*EXERCISE*:
Some of the lines below need repeating. Reproduce exactly those between the lines holding "Target: small boat" and "Target: cloudy sky", inclusive.

*EXTRACTED INFORMATION*:
= = = =

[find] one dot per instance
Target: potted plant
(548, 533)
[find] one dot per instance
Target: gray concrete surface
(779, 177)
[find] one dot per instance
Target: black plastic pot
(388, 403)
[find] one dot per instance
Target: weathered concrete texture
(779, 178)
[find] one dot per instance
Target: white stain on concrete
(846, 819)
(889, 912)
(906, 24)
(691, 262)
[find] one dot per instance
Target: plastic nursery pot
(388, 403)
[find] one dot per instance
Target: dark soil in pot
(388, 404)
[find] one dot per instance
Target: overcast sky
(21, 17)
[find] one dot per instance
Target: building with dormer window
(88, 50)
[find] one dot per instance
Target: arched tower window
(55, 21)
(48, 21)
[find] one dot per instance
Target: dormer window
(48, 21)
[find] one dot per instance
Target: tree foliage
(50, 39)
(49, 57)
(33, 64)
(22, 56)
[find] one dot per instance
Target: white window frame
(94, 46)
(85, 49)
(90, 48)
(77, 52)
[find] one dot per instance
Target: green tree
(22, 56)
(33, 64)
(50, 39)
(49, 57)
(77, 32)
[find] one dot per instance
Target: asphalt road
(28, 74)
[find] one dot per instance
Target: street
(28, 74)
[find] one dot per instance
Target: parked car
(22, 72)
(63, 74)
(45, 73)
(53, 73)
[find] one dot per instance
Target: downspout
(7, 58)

= = = =

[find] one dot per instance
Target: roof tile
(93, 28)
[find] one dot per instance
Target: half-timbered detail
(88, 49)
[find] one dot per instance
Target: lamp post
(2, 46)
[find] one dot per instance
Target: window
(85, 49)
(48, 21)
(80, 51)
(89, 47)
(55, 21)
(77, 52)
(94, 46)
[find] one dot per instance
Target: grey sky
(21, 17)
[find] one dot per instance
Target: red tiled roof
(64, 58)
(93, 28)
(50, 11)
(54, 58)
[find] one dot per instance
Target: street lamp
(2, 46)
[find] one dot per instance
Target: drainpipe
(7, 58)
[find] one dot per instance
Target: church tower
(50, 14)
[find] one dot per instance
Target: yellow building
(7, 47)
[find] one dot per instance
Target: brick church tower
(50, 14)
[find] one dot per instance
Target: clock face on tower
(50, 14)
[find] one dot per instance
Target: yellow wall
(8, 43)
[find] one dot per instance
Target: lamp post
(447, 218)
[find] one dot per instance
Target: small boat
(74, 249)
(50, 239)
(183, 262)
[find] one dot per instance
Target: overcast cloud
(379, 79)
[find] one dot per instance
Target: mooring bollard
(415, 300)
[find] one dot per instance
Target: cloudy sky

= = = =

*YOUR RESPONSE*:
Target: small boat
(74, 249)
(50, 239)
(183, 262)
[find] one dot per instance
Target: overcast cloud
(379, 79)
[find] one dot per instance
Target: mooring bollard
(415, 300)
[find] one dot per instance
Target: cloudy sky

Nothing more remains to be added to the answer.